» **PROBLEM**:
Copy out exactly the lines from the line containing "Can you see the grey hair?" to the end of the listing.

Excerpts of pointing data:
__________
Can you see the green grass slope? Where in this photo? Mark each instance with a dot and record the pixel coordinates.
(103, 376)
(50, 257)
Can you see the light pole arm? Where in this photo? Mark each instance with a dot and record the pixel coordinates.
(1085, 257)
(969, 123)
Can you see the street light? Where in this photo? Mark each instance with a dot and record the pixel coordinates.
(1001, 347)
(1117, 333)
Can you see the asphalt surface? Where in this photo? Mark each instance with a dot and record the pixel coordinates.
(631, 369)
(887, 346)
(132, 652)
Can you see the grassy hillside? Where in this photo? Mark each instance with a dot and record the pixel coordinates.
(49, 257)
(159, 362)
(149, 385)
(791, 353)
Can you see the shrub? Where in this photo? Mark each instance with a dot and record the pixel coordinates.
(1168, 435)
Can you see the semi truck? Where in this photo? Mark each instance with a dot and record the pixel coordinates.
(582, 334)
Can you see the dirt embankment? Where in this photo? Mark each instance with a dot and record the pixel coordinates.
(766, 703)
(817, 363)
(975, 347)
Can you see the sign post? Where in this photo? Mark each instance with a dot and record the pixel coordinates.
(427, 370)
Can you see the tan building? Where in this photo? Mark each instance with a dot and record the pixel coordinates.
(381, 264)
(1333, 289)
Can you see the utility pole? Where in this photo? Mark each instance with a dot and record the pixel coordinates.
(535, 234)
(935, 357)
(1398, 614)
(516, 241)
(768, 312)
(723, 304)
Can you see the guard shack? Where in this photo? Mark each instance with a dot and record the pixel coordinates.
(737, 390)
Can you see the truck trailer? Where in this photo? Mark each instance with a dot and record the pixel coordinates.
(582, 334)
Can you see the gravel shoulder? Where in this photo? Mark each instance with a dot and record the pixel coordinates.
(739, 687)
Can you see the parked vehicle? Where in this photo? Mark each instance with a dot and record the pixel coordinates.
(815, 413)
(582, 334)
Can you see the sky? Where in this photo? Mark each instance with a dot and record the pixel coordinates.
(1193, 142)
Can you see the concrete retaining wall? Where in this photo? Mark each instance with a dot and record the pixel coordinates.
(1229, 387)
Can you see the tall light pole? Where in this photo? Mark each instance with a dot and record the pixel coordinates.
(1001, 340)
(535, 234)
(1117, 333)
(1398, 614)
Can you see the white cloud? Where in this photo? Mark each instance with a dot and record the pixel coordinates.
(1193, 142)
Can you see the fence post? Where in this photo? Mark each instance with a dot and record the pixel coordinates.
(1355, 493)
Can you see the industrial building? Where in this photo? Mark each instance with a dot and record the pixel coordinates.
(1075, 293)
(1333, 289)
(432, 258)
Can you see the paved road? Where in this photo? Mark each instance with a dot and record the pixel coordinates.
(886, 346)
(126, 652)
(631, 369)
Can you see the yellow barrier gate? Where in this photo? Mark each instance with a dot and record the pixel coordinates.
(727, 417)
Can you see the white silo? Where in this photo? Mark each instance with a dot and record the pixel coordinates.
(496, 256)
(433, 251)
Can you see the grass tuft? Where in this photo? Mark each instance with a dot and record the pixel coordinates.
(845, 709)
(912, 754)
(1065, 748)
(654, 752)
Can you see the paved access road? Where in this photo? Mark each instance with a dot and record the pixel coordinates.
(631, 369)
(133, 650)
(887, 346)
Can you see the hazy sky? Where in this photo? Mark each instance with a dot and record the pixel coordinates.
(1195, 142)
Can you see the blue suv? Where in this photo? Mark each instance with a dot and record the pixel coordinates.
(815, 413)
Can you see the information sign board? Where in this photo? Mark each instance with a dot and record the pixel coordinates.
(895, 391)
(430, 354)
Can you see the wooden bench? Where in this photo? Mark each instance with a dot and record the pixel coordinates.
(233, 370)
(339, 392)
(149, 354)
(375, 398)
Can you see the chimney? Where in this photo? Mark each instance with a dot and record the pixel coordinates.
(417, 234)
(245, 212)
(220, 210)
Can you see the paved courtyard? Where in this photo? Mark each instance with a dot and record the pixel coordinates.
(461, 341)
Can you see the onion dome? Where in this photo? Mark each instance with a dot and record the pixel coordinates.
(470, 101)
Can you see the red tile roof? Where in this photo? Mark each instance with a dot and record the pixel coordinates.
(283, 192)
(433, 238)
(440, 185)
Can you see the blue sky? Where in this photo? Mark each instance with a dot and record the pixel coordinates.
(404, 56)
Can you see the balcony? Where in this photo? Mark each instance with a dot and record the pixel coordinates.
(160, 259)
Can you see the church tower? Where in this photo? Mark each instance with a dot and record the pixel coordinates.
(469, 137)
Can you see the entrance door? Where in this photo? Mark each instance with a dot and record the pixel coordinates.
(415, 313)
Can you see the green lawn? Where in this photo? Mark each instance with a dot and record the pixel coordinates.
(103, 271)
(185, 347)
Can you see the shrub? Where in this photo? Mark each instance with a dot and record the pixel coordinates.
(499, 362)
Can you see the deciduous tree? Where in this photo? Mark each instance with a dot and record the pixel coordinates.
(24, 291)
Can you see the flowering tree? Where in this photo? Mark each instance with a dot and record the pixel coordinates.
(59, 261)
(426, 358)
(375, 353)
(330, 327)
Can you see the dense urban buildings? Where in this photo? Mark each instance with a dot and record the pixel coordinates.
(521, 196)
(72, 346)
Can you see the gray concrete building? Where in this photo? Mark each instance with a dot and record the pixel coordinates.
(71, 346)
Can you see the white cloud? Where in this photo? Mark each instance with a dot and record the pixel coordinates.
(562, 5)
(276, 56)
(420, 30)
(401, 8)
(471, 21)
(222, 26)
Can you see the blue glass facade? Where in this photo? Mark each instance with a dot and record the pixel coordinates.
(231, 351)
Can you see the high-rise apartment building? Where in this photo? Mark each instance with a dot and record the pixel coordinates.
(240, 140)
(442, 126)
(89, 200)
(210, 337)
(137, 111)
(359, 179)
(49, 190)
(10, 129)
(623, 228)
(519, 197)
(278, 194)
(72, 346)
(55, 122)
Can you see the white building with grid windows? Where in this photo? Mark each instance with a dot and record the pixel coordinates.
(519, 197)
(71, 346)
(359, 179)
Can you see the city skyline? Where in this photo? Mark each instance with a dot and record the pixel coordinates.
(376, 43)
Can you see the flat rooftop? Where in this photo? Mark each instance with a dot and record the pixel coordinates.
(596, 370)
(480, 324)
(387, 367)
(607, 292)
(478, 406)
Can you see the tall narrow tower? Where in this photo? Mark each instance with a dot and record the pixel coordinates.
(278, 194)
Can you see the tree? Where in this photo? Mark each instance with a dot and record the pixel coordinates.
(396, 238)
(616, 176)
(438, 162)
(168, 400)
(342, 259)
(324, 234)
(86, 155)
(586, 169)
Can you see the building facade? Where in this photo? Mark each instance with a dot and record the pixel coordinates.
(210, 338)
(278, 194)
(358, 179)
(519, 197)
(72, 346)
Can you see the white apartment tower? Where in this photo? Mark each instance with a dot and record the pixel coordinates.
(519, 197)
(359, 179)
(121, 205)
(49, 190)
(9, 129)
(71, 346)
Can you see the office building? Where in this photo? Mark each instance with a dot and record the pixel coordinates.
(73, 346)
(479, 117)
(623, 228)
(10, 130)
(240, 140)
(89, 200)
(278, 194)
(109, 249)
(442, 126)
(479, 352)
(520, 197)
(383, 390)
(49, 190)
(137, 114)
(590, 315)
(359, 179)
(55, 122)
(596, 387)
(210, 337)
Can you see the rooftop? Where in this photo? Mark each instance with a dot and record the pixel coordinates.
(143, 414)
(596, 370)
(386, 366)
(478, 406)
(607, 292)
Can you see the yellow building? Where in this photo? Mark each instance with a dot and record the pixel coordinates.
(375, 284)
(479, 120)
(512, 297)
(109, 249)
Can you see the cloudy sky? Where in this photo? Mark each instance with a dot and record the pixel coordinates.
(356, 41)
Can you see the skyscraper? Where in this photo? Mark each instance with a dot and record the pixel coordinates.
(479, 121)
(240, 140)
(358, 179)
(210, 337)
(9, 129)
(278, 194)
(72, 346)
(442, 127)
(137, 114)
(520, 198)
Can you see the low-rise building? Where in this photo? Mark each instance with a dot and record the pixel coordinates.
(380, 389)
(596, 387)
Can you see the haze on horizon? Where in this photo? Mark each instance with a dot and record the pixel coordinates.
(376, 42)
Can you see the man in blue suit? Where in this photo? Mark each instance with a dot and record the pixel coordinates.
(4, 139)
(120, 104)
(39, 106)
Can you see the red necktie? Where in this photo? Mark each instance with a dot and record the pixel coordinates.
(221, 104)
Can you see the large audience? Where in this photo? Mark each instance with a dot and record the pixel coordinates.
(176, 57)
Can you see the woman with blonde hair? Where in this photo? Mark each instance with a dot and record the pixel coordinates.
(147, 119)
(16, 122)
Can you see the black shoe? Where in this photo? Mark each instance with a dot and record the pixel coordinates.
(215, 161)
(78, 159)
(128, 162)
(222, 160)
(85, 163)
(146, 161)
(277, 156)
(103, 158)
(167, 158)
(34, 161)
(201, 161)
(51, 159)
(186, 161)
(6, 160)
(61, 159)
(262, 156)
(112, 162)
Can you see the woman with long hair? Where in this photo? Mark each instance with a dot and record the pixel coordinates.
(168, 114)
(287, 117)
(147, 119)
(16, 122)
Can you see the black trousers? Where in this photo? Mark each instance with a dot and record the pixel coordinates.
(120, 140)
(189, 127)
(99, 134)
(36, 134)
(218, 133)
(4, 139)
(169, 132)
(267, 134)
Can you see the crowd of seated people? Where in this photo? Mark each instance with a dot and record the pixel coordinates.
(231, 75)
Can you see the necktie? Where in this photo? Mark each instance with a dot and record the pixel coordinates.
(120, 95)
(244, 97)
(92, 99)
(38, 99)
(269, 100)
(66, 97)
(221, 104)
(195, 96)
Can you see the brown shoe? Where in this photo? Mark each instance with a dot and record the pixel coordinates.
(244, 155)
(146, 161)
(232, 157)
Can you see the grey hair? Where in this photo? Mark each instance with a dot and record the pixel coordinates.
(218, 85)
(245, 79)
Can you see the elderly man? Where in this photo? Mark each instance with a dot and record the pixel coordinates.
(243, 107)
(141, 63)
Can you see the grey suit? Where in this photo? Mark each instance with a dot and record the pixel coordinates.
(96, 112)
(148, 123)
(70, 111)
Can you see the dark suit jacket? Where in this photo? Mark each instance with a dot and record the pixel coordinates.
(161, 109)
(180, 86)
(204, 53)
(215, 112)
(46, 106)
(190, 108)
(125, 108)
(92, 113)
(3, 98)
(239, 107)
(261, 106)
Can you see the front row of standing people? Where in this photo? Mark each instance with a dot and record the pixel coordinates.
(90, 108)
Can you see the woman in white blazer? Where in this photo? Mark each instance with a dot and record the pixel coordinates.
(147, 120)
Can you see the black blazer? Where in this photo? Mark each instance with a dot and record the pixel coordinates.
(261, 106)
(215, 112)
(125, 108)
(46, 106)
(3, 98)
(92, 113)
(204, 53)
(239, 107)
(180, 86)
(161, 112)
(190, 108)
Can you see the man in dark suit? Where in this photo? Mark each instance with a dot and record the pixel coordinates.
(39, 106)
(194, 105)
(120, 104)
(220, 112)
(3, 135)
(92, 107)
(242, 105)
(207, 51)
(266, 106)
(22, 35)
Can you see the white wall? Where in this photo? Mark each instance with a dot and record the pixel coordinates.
__________
» **FINISHED EXERCISE**:
Can you see the grey hair? Where in this photo? Mark each instance with a dot and record the pixel coordinates.
(218, 85)
(245, 79)
Can you see the elderly man? Where in this photo? Mark each instance with a dot and record the pixel coordinates.
(243, 107)
(141, 63)
Can you see the grey suit? Where in this photo? Mark each instance with a dot and record the pixel coordinates.
(96, 112)
(148, 123)
(70, 111)
Can you see the dark suit jacket? Where in this photo? Mark each instance with a dot and record the pixel coordinates.
(161, 109)
(180, 86)
(204, 53)
(215, 112)
(46, 106)
(190, 108)
(125, 108)
(92, 113)
(3, 98)
(239, 107)
(261, 106)
Can you see the front row of standing people? Where in this photo? Mark each instance with a dot and record the pixel coordinates.
(90, 108)
Can you see the woman in white blazer? Where in this photo? Mark each instance with a dot and record the pixel coordinates.
(147, 120)
Can you see the black blazer? Where in this photo? Mark each instance with a dot and record the pixel coordinates.
(261, 106)
(215, 112)
(125, 108)
(46, 106)
(3, 98)
(92, 113)
(204, 53)
(239, 107)
(180, 86)
(161, 112)
(190, 108)
Can you see the man in dark suit? Where in this photo? Mark each instance with a dot and record the pixel coordinates.
(39, 106)
(194, 105)
(120, 104)
(220, 112)
(3, 135)
(92, 107)
(242, 105)
(207, 51)
(266, 106)
(22, 35)
Can you see the white wall? Where in this photo? Mark each instance with a dot and record the pixel coordinates.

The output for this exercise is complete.